** Goal **
Convert the records below into a Markdown table with the columns "Row" and "Line", one numbered row per line, skipping blank lines. Leave the pictures out of the table.

════════════════

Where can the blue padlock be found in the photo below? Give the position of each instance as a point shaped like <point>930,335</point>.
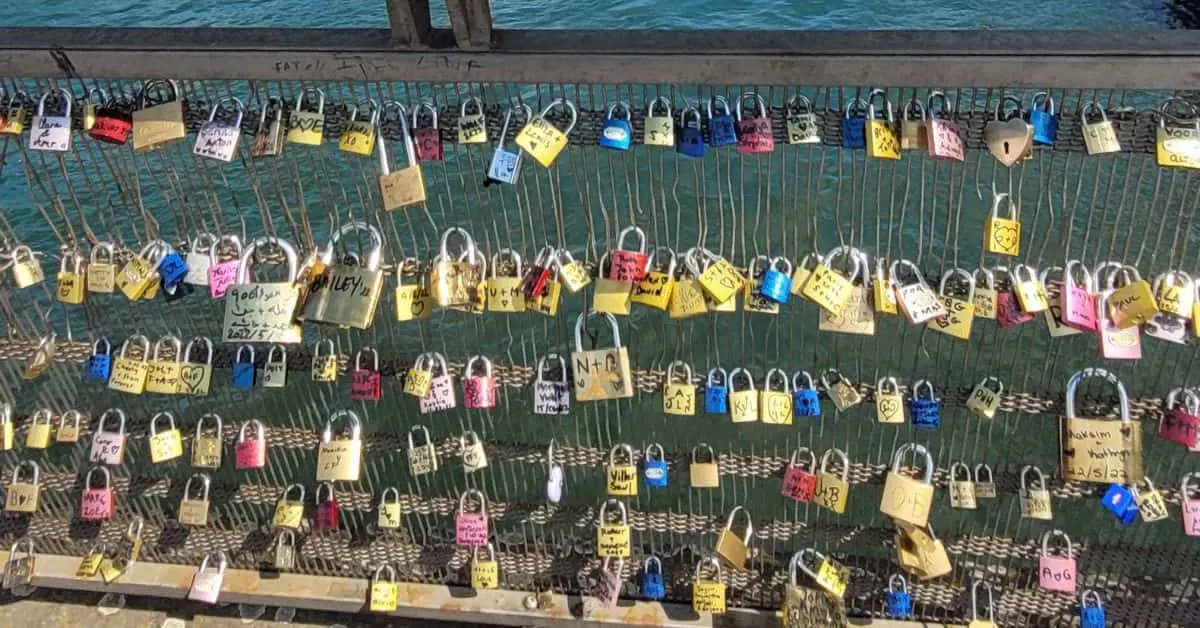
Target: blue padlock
<point>655,466</point>
<point>653,584</point>
<point>1042,117</point>
<point>924,407</point>
<point>899,599</point>
<point>853,125</point>
<point>690,142</point>
<point>777,282</point>
<point>1120,501</point>
<point>717,392</point>
<point>805,401</point>
<point>720,125</point>
<point>617,131</point>
<point>1091,610</point>
<point>100,363</point>
<point>243,369</point>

════════════════

** Correct output **
| Row | Line |
|---|---|
| 1 | Where can the blue padlock be found in the photo below? Give the position of each instance as a point shaped like <point>930,335</point>. |
| 2 | Target: blue padlock |
| 3 | <point>655,466</point> |
| 4 | <point>653,584</point> |
| 5 | <point>1042,117</point> |
| 6 | <point>924,407</point> |
| 7 | <point>899,599</point> |
| 8 | <point>853,125</point> |
| 9 | <point>690,142</point> |
| 10 | <point>777,282</point> |
| 11 | <point>1120,501</point> |
| 12 | <point>717,392</point> |
| 13 | <point>805,401</point> |
| 14 | <point>720,125</point> |
| 15 | <point>617,131</point> |
| 16 | <point>1091,610</point> |
| 17 | <point>100,363</point> |
| 18 | <point>243,369</point> |